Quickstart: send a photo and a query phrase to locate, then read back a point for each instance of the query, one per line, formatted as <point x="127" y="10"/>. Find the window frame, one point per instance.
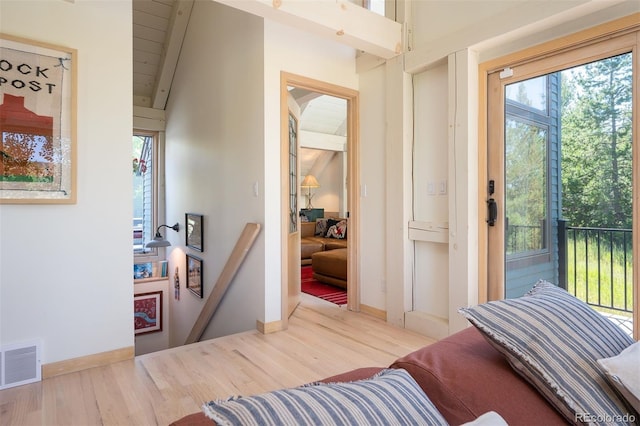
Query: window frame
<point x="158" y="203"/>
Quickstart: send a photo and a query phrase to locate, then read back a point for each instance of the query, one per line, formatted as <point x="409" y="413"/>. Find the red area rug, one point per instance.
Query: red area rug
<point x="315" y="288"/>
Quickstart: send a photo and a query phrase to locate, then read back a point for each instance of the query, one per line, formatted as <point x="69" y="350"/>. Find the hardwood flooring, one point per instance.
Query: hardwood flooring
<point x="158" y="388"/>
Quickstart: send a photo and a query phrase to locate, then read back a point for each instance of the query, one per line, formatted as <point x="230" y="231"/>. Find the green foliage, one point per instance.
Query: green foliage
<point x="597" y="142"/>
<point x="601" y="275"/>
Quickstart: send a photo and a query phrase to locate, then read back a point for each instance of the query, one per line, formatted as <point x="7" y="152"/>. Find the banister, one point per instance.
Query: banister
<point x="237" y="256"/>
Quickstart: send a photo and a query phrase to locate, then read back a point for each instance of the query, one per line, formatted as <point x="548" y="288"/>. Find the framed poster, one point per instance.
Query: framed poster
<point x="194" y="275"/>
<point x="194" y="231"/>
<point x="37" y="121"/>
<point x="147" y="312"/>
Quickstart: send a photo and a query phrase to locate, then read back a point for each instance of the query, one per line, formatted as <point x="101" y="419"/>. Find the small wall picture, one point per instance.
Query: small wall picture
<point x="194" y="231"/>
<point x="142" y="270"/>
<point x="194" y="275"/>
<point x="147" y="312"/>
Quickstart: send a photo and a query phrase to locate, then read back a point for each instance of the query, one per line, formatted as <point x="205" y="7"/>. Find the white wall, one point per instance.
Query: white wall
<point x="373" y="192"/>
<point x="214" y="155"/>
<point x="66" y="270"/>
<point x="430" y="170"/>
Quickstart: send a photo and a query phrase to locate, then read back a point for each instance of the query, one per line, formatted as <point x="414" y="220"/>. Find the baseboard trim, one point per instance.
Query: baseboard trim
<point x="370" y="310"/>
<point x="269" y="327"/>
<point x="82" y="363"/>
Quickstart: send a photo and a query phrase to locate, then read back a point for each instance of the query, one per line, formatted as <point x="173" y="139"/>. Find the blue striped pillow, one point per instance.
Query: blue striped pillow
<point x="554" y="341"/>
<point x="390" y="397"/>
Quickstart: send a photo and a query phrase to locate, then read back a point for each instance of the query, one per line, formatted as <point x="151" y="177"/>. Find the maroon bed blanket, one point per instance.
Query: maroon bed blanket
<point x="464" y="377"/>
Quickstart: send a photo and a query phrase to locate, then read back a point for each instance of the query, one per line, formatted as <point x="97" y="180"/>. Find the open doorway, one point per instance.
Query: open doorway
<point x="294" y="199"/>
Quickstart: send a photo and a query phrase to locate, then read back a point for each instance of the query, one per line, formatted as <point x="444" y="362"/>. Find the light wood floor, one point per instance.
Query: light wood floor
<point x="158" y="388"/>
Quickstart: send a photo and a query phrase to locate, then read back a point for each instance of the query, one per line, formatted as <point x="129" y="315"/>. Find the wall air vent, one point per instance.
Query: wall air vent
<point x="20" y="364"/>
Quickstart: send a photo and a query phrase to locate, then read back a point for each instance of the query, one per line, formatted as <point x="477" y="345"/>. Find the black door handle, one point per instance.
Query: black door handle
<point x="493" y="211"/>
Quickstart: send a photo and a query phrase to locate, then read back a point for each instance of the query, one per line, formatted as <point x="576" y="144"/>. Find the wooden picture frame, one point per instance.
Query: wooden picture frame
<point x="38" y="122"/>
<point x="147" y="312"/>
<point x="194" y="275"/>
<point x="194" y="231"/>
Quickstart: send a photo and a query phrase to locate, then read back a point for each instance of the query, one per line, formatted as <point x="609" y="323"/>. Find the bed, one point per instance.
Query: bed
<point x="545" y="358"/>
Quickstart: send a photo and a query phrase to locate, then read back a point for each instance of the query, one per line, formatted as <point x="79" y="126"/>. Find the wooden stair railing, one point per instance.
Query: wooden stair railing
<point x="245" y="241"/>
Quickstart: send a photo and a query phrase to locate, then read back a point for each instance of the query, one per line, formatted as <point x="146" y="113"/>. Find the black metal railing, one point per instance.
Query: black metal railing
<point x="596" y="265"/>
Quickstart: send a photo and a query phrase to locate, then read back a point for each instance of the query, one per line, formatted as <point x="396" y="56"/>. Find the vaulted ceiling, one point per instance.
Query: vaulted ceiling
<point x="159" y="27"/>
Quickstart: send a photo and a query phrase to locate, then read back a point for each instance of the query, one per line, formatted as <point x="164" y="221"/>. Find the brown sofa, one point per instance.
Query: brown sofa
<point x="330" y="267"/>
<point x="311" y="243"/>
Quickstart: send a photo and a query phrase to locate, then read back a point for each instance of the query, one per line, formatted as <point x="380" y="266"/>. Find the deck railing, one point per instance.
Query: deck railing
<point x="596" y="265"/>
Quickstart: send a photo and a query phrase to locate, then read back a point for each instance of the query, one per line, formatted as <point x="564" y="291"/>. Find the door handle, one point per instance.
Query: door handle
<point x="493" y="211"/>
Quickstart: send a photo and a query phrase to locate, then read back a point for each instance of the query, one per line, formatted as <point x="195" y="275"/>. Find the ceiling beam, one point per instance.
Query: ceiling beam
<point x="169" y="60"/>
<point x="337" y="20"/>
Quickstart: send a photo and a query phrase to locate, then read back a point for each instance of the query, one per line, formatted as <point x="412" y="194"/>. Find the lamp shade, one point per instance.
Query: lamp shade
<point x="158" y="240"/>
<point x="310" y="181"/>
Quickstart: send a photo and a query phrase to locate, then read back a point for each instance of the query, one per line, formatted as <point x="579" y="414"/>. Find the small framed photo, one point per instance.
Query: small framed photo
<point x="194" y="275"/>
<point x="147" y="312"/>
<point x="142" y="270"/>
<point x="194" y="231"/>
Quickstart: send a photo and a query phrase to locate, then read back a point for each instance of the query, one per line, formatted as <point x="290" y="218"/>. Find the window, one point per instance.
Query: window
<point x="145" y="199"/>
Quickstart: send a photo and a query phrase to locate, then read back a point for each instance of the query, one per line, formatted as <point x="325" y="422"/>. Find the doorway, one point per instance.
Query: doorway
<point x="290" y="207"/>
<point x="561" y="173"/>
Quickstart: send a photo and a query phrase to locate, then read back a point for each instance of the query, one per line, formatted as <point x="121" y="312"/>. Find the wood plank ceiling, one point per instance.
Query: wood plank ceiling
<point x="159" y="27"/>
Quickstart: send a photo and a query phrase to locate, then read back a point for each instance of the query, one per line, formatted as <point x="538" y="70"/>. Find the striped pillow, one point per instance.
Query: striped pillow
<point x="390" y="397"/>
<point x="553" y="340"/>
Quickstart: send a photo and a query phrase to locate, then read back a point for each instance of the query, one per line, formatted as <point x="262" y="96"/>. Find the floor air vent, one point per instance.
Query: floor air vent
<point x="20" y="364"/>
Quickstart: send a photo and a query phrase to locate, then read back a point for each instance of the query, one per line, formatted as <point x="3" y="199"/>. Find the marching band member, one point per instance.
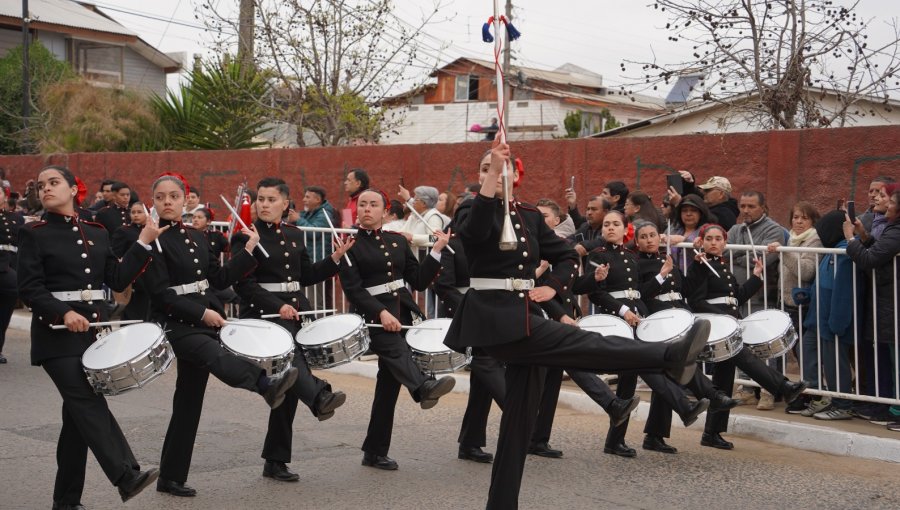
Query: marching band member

━━━━━━━━━━━━━━━━━━━━━━━━━━━━━━

Copy the records above exactly, leaving out every picture.

Quickstart: send a photo and a query phrase to locate, then read back a point for each instance of the query, one per line, formatted as <point x="127" y="10"/>. Find the window frame, one point per instance.
Query: window frame
<point x="158" y="203"/>
Quickstart: send a photo and a query phrase to locate, then read back a point for each instance of the query, one per line, formatted as <point x="409" y="413"/>. Find the red area rug, one point per instance.
Query: red area rug
<point x="315" y="288"/>
Quickstart: send a photo and a query phrase to locate, then read back a point for each instance of the query, one per line, formatted as <point x="69" y="350"/>. Find the hardwood flooring, one point per instance.
Query: hardwood flooring
<point x="158" y="388"/>
Quickstart: send a photo and a query phrase to locate, then read back a point for each instance of the query, one per line, formatted as <point x="230" y="231"/>. Find the green foliage, one point per instance.
Query: green foliage
<point x="597" y="142"/>
<point x="601" y="275"/>
Quickstart: send a photo and a query phrase to locate, then read back a point for each instance of the query, one per line, formatted as <point x="7" y="152"/>. Find the banister, one point per instance.
Query: banister
<point x="237" y="256"/>
Quickstart: send a photo and a query phrase to locate, then read back a point for each instance of the query, one per line, formatted as <point x="548" y="288"/>. Find the framed poster, one point per instance.
Query: framed poster
<point x="194" y="275"/>
<point x="194" y="231"/>
<point x="37" y="121"/>
<point x="147" y="312"/>
Quickstart: send a photo and a query phrase to locate, then read back a point for each instance of the query, one per line, formatted as <point x="101" y="419"/>. Find the small wall picture, one point per instance.
Query: small wall picture
<point x="194" y="231"/>
<point x="142" y="270"/>
<point x="194" y="275"/>
<point x="147" y="312"/>
Quickstart: send a photo and a query phrase to locate, then read back a point for each instance of the query, one per line, formatted as <point x="205" y="7"/>. Find the white wall, one point per instance.
Query: white wall
<point x="373" y="192"/>
<point x="214" y="155"/>
<point x="66" y="270"/>
<point x="430" y="170"/>
Quickstart: send a photo and a query phrase to locate, then read back a point for each instance of the query, one per line, formatted as <point x="414" y="220"/>. Find the baseboard trim, one point per instance.
Query: baseboard trim
<point x="370" y="310"/>
<point x="269" y="327"/>
<point x="82" y="363"/>
Quickstart: send a photo and a query phrase to locate, then read back a point for each instance of the query, one per line, formatted as <point x="173" y="139"/>. Find the blue striped pillow, one point per instance.
Query: blue striped pillow
<point x="554" y="341"/>
<point x="390" y="397"/>
Quickstart: send a photo and a query phrase to locate, then read back a point for each instance of the query, one per line, formatted as <point x="151" y="177"/>. Find the maroon bed blanket, one point per instance.
Query: maroon bed blanket
<point x="464" y="377"/>
Quickstart: send a photo and a query phrase to locate, then read back a point for each instance of the query, one per line, formatted as <point x="97" y="180"/>. Find the open doorway, one point per instance.
Query: open doorway
<point x="294" y="199"/>
Quickstart: send a photo and a query phrase to locate, then read back a point for each instance of the query, one per line, formatted as <point x="444" y="362"/>. Find the light wood floor, one point per instance.
Query: light wood floor
<point x="158" y="388"/>
Quickstart: send a photo and a query phrase to locate, then read back a point for each instance of the query, one per line, formatted as <point x="129" y="315"/>. Find the wall air vent, one point per instance.
Query: wall air vent
<point x="20" y="364"/>
Quickstart: send a photo and a query phrase to locate, then read back a point for each instance of the query, one per line, formatted as <point x="477" y="345"/>. Find the black door handle, one point per instance.
Query: black door handle
<point x="493" y="211"/>
Quickstart: send a photo and a query phrase to locate, then read back a point for each instance of the query, one per line, formatted as <point x="576" y="144"/>. Find the wooden picture frame, one point per instance.
Query: wooden picture frame
<point x="38" y="122"/>
<point x="147" y="312"/>
<point x="194" y="275"/>
<point x="194" y="231"/>
Quickstart: send a photo and a query phrase to locate, then read back a point for each instance of the query, one per line, formatted as <point x="609" y="323"/>. Find the bed, one point per instance.
Query: bed
<point x="545" y="358"/>
Quickstart: send a photo and a query phrase to locate, then read back a point for each instance of the query, one per line, formatted as <point x="79" y="126"/>. Find the wooden stair railing, one point per instance.
Query: wooden stair railing
<point x="245" y="241"/>
Quickstart: send a photo and a query phrase to locate, then read back a point for each instance of the query, one per line, formatted as <point x="146" y="113"/>. Find the black metal railing, one point per instance.
Query: black metal railing
<point x="596" y="265"/>
Quickstart: send a photo and a query phrase to locate, then read back a point for each instance of the query, one per line, formatted as <point x="396" y="56"/>. Find the vaulted ceiling, one point per instance.
Query: vaulted ceiling
<point x="159" y="27"/>
Quickstart: send a photo and a query phrase to locate, then read back a point for each instance of the query, one per line, formatted as <point x="164" y="221"/>. Find the brown sofa, one point per instance.
Query: brown sofa
<point x="330" y="267"/>
<point x="311" y="243"/>
Quickstart: send a photo and a query phrase to locate, then read back a point for each instance of the query, one per line, formatted as <point x="380" y="266"/>. Find the deck railing, one point per instance.
Query: deck railing
<point x="596" y="265"/>
Quickstart: send a photo and a query phrase to locate, then read back a point for each instance of the query, one per line, formatted as <point x="564" y="291"/>. Find the door handle, one point per instance.
Query: door handle
<point x="493" y="211"/>
Quickstart: send a photo and a query phrase to locate, then read back a point for each instance of the query, one per line, formatted as <point x="195" y="275"/>. Find the ceiling beam, one point per instance.
Query: ceiling beam
<point x="169" y="60"/>
<point x="337" y="20"/>
Quickstart: send a photo and a query phrase to locate, then read back a point for each instance of the query, one per line, formatted as <point x="412" y="194"/>. Find the lamp shade, one point per instance.
Query: lamp shade
<point x="158" y="240"/>
<point x="310" y="181"/>
Quickstart: send a photo and a query phrase to locate, then read back a point for each instance of the query, one per line, formatted as <point x="579" y="414"/>. Find the small framed photo, one point per instance.
Query: small framed photo
<point x="194" y="275"/>
<point x="147" y="312"/>
<point x="142" y="270"/>
<point x="194" y="231"/>
Quickstart: send a photo and a query phrase to locate, then read back a point for each instance of the query, one per line, formatted as <point x="290" y="218"/>. Find the window, one point per instance.
Query: window
<point x="145" y="199"/>
Quickstart: send a photo and a query phrase to locate, then read back a point for each instance of the query, one per line, formatted as <point x="325" y="422"/>. Find the doorway, one point per instance.
Query: doorway
<point x="290" y="207"/>
<point x="561" y="173"/>
Quickstart: send a photo and a query phrase to locate, then read back a point for each instance of the query, one per line, formatted as <point x="121" y="312"/>. Find the wood plank ceiling, one point per instance.
Query: wood plank ceiling
<point x="159" y="27"/>
Quickstart: send a photo and a query phrase to locate, then read back a point for each instance of the query, one per line, formatted as <point x="538" y="70"/>. Find the striped pillow, one point per instance.
Query: striped pillow
<point x="390" y="397"/>
<point x="553" y="340"/>
Quickstart: send a photo and a query phrase to locate, then read back a point for each instance of the query, one per line, formatted as <point x="262" y="96"/>. Find the floor air vent, one point per instance.
Query: floor air vent
<point x="20" y="364"/>
Quickstart: send a photo and a query phrase to locate, then read back a point for each instance of the query, one per line, formatted as <point x="3" y="199"/>. Find the marching band member, one point per instance.
Query: marching band member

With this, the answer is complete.